PROBLEM DETAILS:
Copy out all the entries below unchanged except for one swap: replace every occurrence of "Example output" with "Sample output".

INFORMATION SUPPLIED:

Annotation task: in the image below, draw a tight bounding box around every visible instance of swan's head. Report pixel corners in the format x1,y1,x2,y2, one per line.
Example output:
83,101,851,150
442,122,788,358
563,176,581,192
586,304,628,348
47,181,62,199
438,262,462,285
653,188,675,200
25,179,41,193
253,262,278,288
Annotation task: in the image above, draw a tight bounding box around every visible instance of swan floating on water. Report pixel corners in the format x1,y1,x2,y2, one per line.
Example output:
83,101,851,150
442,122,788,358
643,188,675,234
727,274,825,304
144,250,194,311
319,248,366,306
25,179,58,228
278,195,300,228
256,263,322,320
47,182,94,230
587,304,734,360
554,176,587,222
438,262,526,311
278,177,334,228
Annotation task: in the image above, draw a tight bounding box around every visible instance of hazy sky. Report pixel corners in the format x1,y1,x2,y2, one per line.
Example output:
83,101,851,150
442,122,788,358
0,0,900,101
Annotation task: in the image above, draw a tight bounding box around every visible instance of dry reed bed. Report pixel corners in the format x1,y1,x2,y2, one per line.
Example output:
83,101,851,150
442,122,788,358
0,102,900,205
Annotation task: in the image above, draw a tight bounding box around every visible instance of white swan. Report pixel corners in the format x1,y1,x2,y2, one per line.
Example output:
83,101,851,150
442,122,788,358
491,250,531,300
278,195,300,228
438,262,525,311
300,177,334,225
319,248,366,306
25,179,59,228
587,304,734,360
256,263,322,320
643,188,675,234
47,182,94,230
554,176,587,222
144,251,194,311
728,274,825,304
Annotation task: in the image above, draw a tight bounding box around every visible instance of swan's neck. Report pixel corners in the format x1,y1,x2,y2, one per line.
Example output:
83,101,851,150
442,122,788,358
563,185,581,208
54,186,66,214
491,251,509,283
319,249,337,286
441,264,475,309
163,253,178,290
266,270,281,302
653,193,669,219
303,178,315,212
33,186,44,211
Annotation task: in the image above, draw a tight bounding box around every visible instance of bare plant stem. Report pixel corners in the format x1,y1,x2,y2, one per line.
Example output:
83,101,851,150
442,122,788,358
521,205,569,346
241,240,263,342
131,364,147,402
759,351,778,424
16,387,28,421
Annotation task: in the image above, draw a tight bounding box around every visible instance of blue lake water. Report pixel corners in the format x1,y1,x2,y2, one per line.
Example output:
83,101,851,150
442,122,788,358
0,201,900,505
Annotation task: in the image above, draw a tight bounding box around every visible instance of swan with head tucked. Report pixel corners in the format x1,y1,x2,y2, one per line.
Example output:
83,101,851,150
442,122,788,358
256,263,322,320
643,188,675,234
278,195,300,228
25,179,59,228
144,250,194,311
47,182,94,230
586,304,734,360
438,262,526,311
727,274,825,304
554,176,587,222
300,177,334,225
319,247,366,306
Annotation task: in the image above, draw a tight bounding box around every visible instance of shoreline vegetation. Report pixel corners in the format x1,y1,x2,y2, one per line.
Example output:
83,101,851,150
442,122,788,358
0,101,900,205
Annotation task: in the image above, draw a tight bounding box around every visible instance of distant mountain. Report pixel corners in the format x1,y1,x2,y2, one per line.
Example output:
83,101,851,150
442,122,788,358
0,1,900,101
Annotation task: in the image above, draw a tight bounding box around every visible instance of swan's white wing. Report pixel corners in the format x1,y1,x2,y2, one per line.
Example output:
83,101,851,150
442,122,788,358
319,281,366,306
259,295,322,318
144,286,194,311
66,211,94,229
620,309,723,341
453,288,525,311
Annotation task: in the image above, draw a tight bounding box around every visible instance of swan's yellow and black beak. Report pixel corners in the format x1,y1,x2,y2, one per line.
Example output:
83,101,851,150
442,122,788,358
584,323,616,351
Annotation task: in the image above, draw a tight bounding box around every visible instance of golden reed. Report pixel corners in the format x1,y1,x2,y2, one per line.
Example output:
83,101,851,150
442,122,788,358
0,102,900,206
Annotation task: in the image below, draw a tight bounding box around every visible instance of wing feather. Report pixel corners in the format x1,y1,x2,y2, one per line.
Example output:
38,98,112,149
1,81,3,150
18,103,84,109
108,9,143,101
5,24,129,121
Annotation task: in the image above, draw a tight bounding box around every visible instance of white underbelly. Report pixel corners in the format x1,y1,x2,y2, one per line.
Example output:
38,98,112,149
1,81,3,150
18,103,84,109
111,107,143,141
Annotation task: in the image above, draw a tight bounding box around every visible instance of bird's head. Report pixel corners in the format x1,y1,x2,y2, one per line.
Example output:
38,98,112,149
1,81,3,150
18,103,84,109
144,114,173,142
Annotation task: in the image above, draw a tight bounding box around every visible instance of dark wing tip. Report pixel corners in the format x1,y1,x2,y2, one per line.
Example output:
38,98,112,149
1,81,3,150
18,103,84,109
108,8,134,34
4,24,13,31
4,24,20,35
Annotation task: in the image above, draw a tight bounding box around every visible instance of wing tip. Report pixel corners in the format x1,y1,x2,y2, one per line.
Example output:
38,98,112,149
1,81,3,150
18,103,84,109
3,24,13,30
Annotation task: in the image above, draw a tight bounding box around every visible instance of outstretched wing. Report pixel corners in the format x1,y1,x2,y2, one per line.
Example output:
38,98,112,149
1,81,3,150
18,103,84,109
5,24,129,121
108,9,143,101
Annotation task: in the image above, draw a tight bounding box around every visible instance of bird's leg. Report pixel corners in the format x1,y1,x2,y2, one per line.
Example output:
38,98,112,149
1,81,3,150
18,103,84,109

FULL RESPONSE:
Annotation task: in the image below, draw a tight bounding box around every visible instance of swan's head. Report pixel corners in the format x1,y1,x2,y2, one per line.
Sample output:
83,101,851,150
442,122,788,358
563,176,581,192
586,304,628,348
47,181,62,199
438,262,462,285
653,188,675,200
25,179,41,193
253,262,278,288
Annotation task: in the image above, draw a tight bounding box around every visible instance of swan floating on water. Report pixel corners in the format x1,y1,x2,y2, one per line.
Sample output:
83,101,851,150
442,122,788,358
643,188,675,234
727,274,825,304
144,250,194,311
319,248,366,306
25,179,58,228
278,195,300,228
256,263,322,320
47,182,94,230
587,304,734,360
554,176,587,222
438,262,526,311
278,177,334,228
Annotation task: in the image above, draw a tight bounding box around every visible instance of hazy sky. Report pixel corners in the format x1,y1,x2,y2, one per line.
Sample output:
83,101,851,150
442,122,788,358
0,0,900,101
Annotation task: in the image above, draw a tight bounding box around every visible instance of dry reed bed. Report pixel corners in the format x1,y1,x2,y2, one per line.
Sample output:
83,101,851,150
442,122,788,358
0,102,900,205
Annotation task: in the image above, draw a tight bounding box around every visible instance of white swan. Report pixel corners in the format x1,y1,x2,y2, one per line.
Sample output:
83,101,851,150
442,122,788,358
491,250,531,300
278,195,300,228
438,262,525,311
300,177,334,225
319,248,366,306
25,179,59,228
587,304,734,360
256,263,322,320
643,188,675,234
47,182,94,230
554,176,587,222
144,251,194,311
728,274,825,304
Annotation task: in the image above, draw a tight bounding box around every visible instance of swan's neck. Report pixel corners in the format x1,y1,x2,y2, one per line.
Sample output:
83,101,851,150
442,122,788,358
563,185,581,208
54,186,66,214
491,251,509,283
319,249,337,286
441,264,475,309
163,253,178,290
266,270,281,302
653,193,669,219
303,178,315,212
33,186,44,211
Annotation task: in the image above, draw a tight bounding box around every visible instance of bare plant stem. Report pixel corners in the format x1,y1,x2,y2, one per line.
Sample output:
83,101,851,150
442,122,788,358
521,205,569,346
241,240,263,342
131,364,147,402
759,351,778,424
16,387,28,421
Annotation task: in the image above, draw a tight bounding box around every visible instance of blue lake water. Report pixel corners in the format x1,y1,x2,y2, one per line.
Sample output:
83,101,851,150
442,122,788,358
0,201,900,505
Annotation task: in the image above, draw a tight bounding box around every visible instance of swan with head tucked. Report pixel corners in the format x1,y1,x2,y2, one per line.
Sample output:
83,101,851,150
442,122,788,358
256,263,322,320
643,188,675,234
278,195,300,228
25,179,59,228
144,250,194,311
47,182,94,230
586,304,734,360
438,262,526,311
727,274,825,304
554,176,587,222
300,177,334,225
319,247,366,306
Annotation task: in the image above, draw a tight bounding box around every visible instance of shoreline vegetation. Report pixel corners in the format x1,y1,x2,y2, one per line.
Sample output:
83,101,851,150
442,122,788,358
0,101,900,205
Annotation task: in the image above, draw a tight bounding box around every visible instance of distant mountain. Report pixel corners in the format x1,y1,x2,y2, one per line.
Sample output:
83,101,851,150
442,122,788,358
0,1,900,101
Annotation task: in the image above, draw a tight bounding box around every visible instance of swan's white wing. Report pixel corners in the format x1,y1,x2,y2, one per line.
Sample output:
83,101,851,150
442,122,788,358
319,281,366,306
259,295,322,318
144,286,194,311
66,211,94,229
620,309,723,341
453,288,525,311
Annotation task: in the image above, draw a tight bounding box around every visible instance of swan's yellow and black beak. Report pixel corners in the format x1,y1,x2,y2, one per line.
Sample output:
83,101,851,150
442,122,788,358
584,323,616,351
Annotation task: in the image above, draw a tight bounding box around every visible instance of golden reed. Report pixel corners in the format x1,y1,x2,y2, one per line.
Sample output:
83,101,851,150
442,122,788,358
0,102,900,206
Annotation task: in the image below, draw a tight bounding box around every visible instance of wing feather. Report pixel corners in the format x1,y1,x2,y2, one per line.
Sample output:
38,98,112,149
1,81,3,150
18,103,84,109
108,9,143,101
5,24,129,121
Annotation task: in the image above, draw a tight bounding box around every visible instance of white underbelly. Report pixel corners in the format x1,y1,x2,y2, one per line.
Sample output:
38,98,112,149
1,81,3,150
18,103,84,109
111,107,143,141
Annotation task: in the image above, draw a tight bounding box around every visible instance of bird's head. Report pixel corners in the format x1,y1,x2,y2, one per line.
Sample output:
38,98,112,149
1,81,3,150
18,103,84,109
144,114,173,142
Annotation task: in the image above, draw a tight bounding box around every visible instance of dark wing tip. Report pixel corners in the format x1,y1,x2,y2, one per line.
Sample output:
38,98,112,149
1,81,3,150
18,103,84,109
108,8,134,34
4,24,13,31
4,24,20,35
Annotation task: in the image above, draw a tight bounding box around every visible instance of wing tip. Report pixel corners in the format x1,y1,x2,y2, one per line.
Sample output:
38,98,112,149
1,81,3,150
18,103,84,109
3,24,13,30
Annotation task: in the image above, draw a tight bounding box around every visible instance of outstretched wing. Report pixel corners in the format x1,y1,x2,y2, one per line.
Sample output:
38,98,112,149
1,81,3,150
18,103,84,109
5,24,129,121
108,9,143,101
Annotation task: in the image above, draw a tight bounding box around every visible instance of bird's leg. Report pixel corners in the format x1,y1,x2,y2, one per line.
Sample output:
38,98,112,149
1,81,3,150
18,103,84,109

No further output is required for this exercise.